Exercise requirements → In the excerpt about the jail photography class below, translate this sentence into Spanish: "The debate has long raged about the needs of prisoners, the function of jails and prisons."

Page excerpt →

Start of Block

How did this class impact your thought process?

“It has brought me peace through pictures.”

“It allows you to look at things different than before.”

What can you utilize from photography that perhaps you could use in your life?

“To inspire myself to maybe take this to another level. Side job!”

“Create a story of everyday life.”

Tom Dart, the Cook County sheriff, was not there for the one-day exhibit. His five young children did not have school that day and, he says, “I will take any chance I get to spend time with them.”

But he saw the photos the day before and says, “I was blown away.”

“A couple of years ago, mostly because of my kids, I went out and bought a 35-millimeter camera,” he says. “I do take photos but have very limited knowledge of photography. To see what these men have done has inspired me. The shadows, the lighting, the composition.

“These are lives of few if any positive accomplishments, and to be recognized, acknowledged for their work, well, that can change their perspective and be so empowering.”

The debate has long raged about the needs of prisoners, the function of jails and prisons.

“Now, we have reached the lowest point of all: bedazzled by the myth of rehabilitation, we are manufacturing habitual criminals in our prisons,” John Bartlow Martin wrote in Harper’s magazine. “Isn’t it about time to try a new method of dealing with wrongdoers? Prison is not just the enemy of the prisoners. It is the enemy of society.”

Martin wrote that in — are you ready? — 1954. He died in 1987.

End of Block

Region pointing data
Start of Block

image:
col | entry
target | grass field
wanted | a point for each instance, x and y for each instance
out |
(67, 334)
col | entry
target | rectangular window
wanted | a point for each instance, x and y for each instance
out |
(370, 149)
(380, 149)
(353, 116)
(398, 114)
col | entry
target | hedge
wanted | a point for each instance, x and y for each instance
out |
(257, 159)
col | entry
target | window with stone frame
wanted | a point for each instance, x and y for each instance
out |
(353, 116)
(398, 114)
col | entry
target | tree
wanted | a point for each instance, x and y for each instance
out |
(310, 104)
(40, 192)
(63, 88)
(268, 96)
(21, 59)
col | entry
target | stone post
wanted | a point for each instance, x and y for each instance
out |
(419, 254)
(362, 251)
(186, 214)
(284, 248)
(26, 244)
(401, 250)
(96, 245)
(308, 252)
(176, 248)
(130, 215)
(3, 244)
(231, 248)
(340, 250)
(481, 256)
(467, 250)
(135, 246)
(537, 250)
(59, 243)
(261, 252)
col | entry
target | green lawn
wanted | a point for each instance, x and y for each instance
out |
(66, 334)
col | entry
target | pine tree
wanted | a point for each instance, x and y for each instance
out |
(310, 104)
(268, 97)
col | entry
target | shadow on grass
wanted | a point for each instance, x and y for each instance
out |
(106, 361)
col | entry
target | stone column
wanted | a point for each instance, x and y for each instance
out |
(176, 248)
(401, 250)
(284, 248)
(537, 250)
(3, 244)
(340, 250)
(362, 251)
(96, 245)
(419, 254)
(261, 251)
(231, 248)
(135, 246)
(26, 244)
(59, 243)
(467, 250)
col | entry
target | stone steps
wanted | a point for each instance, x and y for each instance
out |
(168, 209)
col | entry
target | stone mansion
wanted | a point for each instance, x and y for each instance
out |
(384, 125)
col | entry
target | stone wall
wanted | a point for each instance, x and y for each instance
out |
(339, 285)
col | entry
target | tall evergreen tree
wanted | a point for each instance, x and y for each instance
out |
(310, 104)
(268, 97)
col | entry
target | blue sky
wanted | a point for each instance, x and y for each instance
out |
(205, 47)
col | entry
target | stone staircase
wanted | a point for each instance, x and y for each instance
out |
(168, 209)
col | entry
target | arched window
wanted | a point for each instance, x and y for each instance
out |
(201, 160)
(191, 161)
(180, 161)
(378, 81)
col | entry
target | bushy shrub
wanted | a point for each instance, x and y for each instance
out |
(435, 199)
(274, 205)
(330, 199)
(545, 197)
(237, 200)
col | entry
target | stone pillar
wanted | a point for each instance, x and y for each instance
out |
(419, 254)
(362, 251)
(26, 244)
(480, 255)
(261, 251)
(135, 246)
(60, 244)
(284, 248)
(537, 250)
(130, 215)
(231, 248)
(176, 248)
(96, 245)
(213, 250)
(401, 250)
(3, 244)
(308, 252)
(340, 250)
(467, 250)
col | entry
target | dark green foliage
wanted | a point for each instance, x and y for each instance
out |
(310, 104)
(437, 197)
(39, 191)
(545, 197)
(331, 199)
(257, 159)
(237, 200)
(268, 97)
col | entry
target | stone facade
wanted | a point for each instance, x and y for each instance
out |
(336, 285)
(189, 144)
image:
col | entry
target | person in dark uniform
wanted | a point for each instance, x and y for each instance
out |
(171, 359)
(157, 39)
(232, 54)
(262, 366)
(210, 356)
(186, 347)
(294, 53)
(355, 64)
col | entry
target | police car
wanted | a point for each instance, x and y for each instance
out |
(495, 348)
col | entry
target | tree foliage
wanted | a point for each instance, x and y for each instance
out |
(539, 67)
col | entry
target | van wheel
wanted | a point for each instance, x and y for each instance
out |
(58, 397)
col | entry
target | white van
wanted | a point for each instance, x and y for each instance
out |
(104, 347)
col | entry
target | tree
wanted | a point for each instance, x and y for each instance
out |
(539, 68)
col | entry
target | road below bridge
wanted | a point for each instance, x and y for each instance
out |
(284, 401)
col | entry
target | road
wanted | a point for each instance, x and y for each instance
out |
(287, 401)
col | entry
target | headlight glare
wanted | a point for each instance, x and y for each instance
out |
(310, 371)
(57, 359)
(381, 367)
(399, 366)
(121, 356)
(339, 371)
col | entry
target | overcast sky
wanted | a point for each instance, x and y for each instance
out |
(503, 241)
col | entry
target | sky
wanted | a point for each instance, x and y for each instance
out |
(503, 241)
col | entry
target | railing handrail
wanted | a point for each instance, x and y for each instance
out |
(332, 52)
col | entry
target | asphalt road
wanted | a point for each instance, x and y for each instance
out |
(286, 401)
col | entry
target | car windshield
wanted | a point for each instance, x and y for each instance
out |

End of Block
Start of Block

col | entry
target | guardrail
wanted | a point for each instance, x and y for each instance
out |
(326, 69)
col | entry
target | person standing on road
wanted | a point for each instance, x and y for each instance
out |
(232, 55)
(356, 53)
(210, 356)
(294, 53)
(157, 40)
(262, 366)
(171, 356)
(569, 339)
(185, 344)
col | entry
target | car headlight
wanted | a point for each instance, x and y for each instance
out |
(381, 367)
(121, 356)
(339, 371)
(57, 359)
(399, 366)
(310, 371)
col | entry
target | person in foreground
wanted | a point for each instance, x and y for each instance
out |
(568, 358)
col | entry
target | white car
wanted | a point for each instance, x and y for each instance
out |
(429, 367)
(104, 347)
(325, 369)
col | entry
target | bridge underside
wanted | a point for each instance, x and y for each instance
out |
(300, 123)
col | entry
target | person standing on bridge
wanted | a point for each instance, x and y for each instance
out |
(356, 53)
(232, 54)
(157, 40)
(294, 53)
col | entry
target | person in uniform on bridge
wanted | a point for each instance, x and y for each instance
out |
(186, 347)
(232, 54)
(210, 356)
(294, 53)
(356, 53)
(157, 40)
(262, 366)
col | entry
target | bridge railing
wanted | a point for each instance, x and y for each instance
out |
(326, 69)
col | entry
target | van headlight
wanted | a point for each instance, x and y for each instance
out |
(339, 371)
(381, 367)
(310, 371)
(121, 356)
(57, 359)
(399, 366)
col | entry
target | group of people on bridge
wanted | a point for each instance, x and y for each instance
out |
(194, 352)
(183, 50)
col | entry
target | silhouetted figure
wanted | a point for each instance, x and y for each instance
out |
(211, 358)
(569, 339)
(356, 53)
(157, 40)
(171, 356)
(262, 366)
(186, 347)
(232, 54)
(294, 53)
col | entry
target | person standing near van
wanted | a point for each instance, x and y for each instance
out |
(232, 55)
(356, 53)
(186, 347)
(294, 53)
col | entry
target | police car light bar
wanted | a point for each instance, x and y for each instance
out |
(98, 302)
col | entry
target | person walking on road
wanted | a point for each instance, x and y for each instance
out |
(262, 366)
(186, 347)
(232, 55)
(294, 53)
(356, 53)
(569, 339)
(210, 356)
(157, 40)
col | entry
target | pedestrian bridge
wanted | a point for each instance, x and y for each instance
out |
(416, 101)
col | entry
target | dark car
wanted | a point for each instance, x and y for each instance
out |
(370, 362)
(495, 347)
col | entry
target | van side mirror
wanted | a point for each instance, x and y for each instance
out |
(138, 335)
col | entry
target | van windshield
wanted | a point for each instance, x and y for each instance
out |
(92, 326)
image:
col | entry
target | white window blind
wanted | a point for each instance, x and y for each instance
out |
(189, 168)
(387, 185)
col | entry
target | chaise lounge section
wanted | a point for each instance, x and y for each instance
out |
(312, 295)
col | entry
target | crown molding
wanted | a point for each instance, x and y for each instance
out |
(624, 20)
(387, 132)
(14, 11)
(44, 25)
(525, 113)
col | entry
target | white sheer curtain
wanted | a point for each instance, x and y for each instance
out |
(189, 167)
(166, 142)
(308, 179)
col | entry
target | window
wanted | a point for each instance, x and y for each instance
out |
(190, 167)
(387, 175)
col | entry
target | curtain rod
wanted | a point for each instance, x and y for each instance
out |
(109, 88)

End of Block

Answer area → Desde hace mucho tiempo se libra un intenso debate sobre las necesidades de los presos y la función de las cárceles y las prisiones.